YOUR INSTRUCTIONS
State how many lines in the following entries hold the word "black". The reply is that number only.

[Saved data entries]
=== Section Start ===

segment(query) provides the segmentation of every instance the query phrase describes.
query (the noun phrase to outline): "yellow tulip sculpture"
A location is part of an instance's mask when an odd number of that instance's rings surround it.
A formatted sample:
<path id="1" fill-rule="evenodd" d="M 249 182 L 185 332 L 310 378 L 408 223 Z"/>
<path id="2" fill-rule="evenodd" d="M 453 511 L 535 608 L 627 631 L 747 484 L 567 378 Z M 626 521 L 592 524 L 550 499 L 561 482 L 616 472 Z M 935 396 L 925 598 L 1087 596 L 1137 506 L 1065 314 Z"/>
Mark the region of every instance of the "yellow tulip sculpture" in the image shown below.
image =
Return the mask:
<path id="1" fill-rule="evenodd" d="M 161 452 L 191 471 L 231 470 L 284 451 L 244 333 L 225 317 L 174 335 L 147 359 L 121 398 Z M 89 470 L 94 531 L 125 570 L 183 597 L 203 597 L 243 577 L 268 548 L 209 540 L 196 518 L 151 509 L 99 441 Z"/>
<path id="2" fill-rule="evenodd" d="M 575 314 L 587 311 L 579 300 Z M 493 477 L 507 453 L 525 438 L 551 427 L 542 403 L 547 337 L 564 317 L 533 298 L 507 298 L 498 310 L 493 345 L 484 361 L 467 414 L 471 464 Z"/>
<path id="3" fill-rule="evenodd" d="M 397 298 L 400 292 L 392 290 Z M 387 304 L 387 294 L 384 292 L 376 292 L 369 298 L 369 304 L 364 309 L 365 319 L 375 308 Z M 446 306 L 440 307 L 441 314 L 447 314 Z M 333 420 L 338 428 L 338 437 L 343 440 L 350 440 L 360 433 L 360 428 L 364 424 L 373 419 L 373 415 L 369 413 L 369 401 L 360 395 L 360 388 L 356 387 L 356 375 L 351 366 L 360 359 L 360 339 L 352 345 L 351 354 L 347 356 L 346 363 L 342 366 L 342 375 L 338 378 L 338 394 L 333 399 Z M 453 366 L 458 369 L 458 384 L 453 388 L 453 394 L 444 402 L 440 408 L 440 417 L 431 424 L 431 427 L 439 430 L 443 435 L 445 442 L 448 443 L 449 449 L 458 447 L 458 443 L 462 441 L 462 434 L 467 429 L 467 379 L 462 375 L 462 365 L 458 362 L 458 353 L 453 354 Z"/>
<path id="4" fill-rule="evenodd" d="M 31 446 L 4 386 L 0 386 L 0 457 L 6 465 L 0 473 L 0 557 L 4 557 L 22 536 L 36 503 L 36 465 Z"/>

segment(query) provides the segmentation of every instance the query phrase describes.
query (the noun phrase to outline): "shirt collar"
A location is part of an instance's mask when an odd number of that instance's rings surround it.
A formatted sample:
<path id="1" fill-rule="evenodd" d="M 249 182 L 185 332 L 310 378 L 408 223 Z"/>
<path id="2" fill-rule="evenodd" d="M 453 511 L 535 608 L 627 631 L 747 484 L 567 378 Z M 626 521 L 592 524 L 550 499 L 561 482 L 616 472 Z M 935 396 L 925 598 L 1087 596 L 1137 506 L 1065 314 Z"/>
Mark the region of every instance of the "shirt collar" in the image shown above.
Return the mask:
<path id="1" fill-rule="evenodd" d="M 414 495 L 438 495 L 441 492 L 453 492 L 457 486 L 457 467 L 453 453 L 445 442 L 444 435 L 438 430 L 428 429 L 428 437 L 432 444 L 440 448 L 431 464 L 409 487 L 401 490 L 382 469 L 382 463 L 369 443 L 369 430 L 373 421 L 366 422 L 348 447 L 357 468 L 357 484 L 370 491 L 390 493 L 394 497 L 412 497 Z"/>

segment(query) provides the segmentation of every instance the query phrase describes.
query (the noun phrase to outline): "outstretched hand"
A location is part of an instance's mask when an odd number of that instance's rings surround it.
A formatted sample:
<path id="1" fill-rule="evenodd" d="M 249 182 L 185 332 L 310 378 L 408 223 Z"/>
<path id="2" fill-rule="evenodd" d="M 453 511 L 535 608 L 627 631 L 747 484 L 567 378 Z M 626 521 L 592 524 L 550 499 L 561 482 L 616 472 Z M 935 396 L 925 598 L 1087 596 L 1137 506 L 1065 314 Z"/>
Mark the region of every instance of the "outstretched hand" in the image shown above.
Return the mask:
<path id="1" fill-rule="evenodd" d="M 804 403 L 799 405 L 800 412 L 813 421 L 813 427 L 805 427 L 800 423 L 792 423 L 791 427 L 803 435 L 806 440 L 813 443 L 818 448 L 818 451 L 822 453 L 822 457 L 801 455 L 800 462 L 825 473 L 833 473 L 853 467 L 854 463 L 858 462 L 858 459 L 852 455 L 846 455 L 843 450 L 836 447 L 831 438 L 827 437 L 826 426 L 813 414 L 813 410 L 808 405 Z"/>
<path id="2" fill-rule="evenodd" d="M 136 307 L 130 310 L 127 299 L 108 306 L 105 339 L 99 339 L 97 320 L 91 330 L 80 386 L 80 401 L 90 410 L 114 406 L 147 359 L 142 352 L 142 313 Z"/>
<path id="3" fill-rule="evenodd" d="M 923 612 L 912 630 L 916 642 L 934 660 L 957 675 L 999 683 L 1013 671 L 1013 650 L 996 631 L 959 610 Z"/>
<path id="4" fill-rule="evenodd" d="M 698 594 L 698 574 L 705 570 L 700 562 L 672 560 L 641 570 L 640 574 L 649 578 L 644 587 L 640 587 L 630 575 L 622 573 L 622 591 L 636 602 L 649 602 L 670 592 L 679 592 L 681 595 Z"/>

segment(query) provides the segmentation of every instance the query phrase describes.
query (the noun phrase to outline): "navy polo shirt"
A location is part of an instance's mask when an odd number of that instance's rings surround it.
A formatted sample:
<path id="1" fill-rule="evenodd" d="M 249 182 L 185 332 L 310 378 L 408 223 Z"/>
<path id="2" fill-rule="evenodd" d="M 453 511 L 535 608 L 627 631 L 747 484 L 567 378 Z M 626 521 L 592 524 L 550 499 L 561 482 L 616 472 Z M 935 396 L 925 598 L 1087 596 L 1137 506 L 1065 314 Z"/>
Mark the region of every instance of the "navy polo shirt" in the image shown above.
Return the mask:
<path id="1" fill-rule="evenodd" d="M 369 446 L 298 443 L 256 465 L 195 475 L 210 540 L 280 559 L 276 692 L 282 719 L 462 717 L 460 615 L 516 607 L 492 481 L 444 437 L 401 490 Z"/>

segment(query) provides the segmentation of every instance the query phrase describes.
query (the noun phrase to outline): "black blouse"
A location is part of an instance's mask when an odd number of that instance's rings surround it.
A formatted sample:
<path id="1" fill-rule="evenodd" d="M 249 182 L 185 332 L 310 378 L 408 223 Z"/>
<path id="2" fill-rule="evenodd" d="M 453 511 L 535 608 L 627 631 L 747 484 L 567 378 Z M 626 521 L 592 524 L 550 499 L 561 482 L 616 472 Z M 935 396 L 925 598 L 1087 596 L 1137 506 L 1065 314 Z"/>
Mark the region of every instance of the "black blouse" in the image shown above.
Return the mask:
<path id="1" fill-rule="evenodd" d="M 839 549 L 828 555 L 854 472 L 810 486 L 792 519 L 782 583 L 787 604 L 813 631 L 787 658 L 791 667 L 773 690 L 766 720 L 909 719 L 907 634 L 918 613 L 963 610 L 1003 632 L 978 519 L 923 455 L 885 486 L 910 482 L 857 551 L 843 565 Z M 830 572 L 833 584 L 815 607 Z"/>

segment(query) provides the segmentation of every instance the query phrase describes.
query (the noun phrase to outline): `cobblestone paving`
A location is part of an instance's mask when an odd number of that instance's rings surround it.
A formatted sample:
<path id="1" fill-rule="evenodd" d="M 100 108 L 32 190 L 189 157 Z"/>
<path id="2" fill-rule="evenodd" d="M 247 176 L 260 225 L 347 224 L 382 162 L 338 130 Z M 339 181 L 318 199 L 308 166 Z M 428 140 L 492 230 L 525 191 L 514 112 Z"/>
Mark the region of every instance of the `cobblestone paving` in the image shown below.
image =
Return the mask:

=== Section End ===

ANSWER TO THIS PROBLEM
2